■ POLECENIE A: Przetłumacz na język angielski zdanie „Jaka śmierć może być dobra?” z fragmentu dokumentu.

★ ★ ★

Tuż po wejściu do kościoła na Mszę świętą o 7:15 wzrok zatrzymała pisemko "Nadzieja i Życie" zostawione na stoliczku (aktualny kwartalnik 1/2023). W środku tego biuletynu był wielki obraz Matki Bożej, Apostołki Dobrej Śmierci z Najświętszym Sercem przebitym  siedmioma mieczami (symbol Jej Siedmiu Boleści)...

                                                           Apostolstwo Dobrej Śmierci           MB Siedmiu Boleści                                                                                                   

    Musisz zrozumieć, że nasza nadzieja jest w śmierci ciała fizycznego...kuli u nogi duszy, która pragnie powrotu do Ojczyzny Prawdziwej.

    Większość chwali śmierć nagłą, bo nie męczysz się. Nigdy nie rób tego. Wielokrotnie jeździłem pogotowie do zmarłych nagle: na weselu, w  pościeli, koleżanka lekarka zmarła podczas pilnowania mieszkania córki, nawet nie wspominam o nieskończonej możliwości wypadków. Ile zamieszania powoduje taka niegodna śmierć, szczególnie w WC i to na wczasach zagranicznych! Proś o śmierć dobrą i godną!

Jaka śmierć może być dobra?

     To śmierć wymodlona z prośbami o przygotowanie duchowe do tej najdłuższej podróży życiowej: z tego do Tamtego Świata.

Jak mamy się przygotować?

     Przede wszystkim musisz nawrócić się do Boga! Nie będziesz miał mojego pragnienia przyjęcia Eucharystii ze zrywaniem się na poranne spotkanie ze Zbawicielem. Musisz zrobić pierwszy krok i to w sercu, bo samo "chodzenie do kościoła" sprawi skołowanie przez  Szatana...

★ ★ ★

■ POLECENIE B: Podaj w całości każdy z poniższych wierszy, w którym występuje słowo „building”. Wielkość liter ma znaczenie.

★ ★ ★

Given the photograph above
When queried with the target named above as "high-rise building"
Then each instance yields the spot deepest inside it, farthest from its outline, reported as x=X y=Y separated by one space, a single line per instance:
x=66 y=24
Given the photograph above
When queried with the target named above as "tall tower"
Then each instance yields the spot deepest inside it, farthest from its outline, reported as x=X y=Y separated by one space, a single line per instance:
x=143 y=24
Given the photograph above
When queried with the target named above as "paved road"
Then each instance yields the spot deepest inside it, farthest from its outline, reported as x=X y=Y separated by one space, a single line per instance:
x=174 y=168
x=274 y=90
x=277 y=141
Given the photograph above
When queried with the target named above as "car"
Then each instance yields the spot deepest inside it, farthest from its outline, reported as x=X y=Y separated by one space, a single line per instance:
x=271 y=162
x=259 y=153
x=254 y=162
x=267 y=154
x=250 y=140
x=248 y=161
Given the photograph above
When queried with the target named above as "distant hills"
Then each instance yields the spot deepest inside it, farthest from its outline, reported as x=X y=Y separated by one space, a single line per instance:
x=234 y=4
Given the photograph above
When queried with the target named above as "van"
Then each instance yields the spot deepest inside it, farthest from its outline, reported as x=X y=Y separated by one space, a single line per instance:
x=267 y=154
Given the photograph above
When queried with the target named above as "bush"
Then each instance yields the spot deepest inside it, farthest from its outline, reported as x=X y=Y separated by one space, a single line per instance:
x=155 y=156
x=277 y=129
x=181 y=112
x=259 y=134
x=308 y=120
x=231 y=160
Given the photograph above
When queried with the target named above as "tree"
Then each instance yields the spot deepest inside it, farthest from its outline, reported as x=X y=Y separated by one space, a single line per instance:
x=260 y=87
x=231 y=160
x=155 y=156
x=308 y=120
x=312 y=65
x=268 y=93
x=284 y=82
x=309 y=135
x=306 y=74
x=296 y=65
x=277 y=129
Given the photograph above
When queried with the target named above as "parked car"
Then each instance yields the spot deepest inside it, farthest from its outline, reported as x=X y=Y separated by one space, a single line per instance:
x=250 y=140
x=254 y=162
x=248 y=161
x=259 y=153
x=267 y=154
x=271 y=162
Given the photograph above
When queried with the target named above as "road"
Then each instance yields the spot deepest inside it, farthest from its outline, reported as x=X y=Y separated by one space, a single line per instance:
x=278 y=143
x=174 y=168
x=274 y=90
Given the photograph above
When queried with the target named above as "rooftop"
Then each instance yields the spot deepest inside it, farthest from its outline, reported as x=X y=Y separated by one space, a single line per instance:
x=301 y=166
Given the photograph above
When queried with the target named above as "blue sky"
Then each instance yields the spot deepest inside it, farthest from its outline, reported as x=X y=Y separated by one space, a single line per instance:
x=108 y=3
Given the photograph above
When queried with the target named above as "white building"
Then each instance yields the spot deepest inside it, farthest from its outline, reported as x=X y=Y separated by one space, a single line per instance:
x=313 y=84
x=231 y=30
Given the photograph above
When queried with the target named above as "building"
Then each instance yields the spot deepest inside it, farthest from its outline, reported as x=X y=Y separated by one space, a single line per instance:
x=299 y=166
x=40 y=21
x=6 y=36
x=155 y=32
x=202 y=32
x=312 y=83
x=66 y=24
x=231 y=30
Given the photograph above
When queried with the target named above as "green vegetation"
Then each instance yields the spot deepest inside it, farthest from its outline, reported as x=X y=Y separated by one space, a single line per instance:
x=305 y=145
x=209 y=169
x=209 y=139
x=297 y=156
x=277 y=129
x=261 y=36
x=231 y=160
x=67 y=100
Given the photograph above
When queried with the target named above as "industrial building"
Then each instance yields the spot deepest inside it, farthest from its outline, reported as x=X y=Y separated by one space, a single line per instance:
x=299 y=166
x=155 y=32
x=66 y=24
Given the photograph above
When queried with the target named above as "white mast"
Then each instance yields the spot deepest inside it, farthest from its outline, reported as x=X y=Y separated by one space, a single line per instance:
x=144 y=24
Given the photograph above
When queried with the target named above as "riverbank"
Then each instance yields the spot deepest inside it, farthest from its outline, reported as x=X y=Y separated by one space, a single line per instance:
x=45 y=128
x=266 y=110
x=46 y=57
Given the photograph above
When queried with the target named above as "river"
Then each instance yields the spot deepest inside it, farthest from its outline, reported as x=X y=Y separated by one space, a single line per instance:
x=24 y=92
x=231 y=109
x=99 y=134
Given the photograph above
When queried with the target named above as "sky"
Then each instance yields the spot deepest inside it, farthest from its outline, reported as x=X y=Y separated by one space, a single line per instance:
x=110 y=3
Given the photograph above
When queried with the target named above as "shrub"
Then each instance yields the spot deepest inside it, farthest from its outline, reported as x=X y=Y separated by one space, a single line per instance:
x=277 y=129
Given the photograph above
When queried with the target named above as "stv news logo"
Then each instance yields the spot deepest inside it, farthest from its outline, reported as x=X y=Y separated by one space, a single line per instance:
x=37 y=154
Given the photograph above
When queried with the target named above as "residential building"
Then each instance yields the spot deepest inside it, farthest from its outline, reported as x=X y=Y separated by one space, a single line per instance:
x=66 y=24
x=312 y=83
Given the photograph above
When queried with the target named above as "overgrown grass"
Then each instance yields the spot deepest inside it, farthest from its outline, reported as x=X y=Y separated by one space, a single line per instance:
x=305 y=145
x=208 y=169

★ ★ ★

■ ROZWIĄZANIE ZADANIA A: What kind of death can be good?

■ ROZWIĄZANIE ZADANIA B:
When queried with the target named above as "high-rise building"
When queried with the target named above as "white building"
When queried with the target named above as "building"
When queried with the target named above as "industrial building"
When queried with the target named above as "residential building"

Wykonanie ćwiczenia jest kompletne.